__Excerpt provided__.
• • • • •

Message ID 1491397622-16665-1-git-send-email-sironi@amazon.de (mailing list archive)
State New, archived
Headers show

Commit Message

Sironi, Filippo April 5, 2017, 1:07 p.m. UTC
cmpxchg_gpte() calls get_user_pages_fast() to retrieve the number of
pages and the respective struct pages for mapping in the kernel virtual
address space.
This doesn't work if get_user_pages_fast() is invoked with a userspace
virtual address that's backed by PFNs outside of kernel reach (e.g.,
when limiting the kernel memory with mem= in the command line and using
/dev/mem to map memory).

If get_user_pages_fast() fails, look up the VMA that backs the userspace
virtual address, compute the PFN and the physical address, and map it in
the kernel virtual address space with memremap().

Signed-off-by: Filippo Sironi <sironi@amazon.de>
Cc: Anthony Liguori <aliguori@amazon.com>
Cc: kvm@vger.kernel.org
Cc: linux-kernel@vger.kernel.org
---
 arch/x86/kvm/paging_tmpl.h | 39 ++++++++++++++++++++++++++++++---------
 1 file changed, 30 insertions(+), 9 deletions(-)

Comments

Radim Krčmář April 6, 2017, 2:22 p.m. UTC | #1
2017-04-05 15:07+0200, Filippo Sironi:
> cmpxchg_gpte() calls get_user_pages_fast() to retrieve the number of
> pages and the respective struct pages for mapping in the kernel virtual
> address space.
> This doesn't work if get_user_pages_fast() is invoked with a userspace
> virtual address that's backed by PFNs outside of kernel reach (e.g.,
> when limiting the kernel memory with mem= in the command line and using
> /dev/mem to map memory).
> 
> If get_user_pages_fast() fails, look up the VMA that backs the userspace
> virtual address, compute the PFN and the physical address, and map it in
> the kernel virtual address space with memremap().

What is the reason for a configuration that voluntarily restricts access
to memory that it needs?

> Signed-off-by: Filippo Sironi <sironi@amazon.de>
> Cc: Anthony Liguori <aliguori@amazon.com>
> Cc: kvm@vger.kernel.org
> Cc: linux-kernel@vger.kernel.org
> ---
> diff --git a/arch/x86/kvm/paging_tmpl.h b/arch/x86/kvm/paging_tmpl.h
> @@ -147,15 +147,36 @@ static int FNAME(cmpxchg_gpte)(struct kvm_vcpu *vcpu, struct kvm_mmu *mmu,
>  	struct page *page;
>  
>  	npages = get_user_pages_fast((unsigned long)ptep_user, 1, 1, &page);
> -	/* Check if the user is doing something meaningless. */
> -	if (unlikely(npages != 1))

• • • • •

__Data block__.
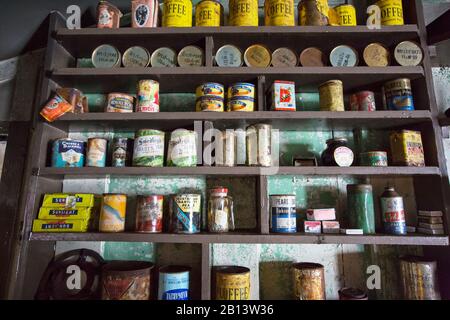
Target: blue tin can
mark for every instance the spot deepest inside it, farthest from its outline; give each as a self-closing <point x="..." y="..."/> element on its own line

• • • • •

__Work to be completed__. Continue the mailing-list thread about the cmpxchg_gpte() patch, picking up right after its last line.

__Right answer__.
> -		return -EFAULT;
> -
> -	table = kmap_atomic(page);
> -	ret = CMPXCHG(&table[index], orig_pte, new_pte);
> -	kunmap_atomic(table);
> -
> -	kvm_release_page_dirty(page);
> +	if (likely(npages == 1)) {
> +		table = kmap_atomic(page);
> +		ret = CMPXCHG(&table[index], orig_pte, new_pte);
> +		kunmap_atomic(table);
> +
> +		kvm_release_page_dirty(page);
> +	} else {
> +		struct vm_area_struct *vma;
> +		unsigned long vaddr = (unsigned long)ptep_user & PAGE_MASK;
> +		unsigned long pfn;
> +		unsigned long paddr;
> +
> +		down_read(&current->mm->mmap_sem);
> +		vma = find_vma_intersection(current->mm, vaddr,
> +					    vaddr + PAGE_SIZE);

Hm, with the argument order like this, we check that

  vaddr < vma->vm_end && vaddr + PAGE_SIZE > vma->vm_start

but shouldn't we actually check that the whole page is there, i.e.

  vaddr + PAGE_SIZE < vma->vm_end && vaddr > vma->vm_start

?

Thanks.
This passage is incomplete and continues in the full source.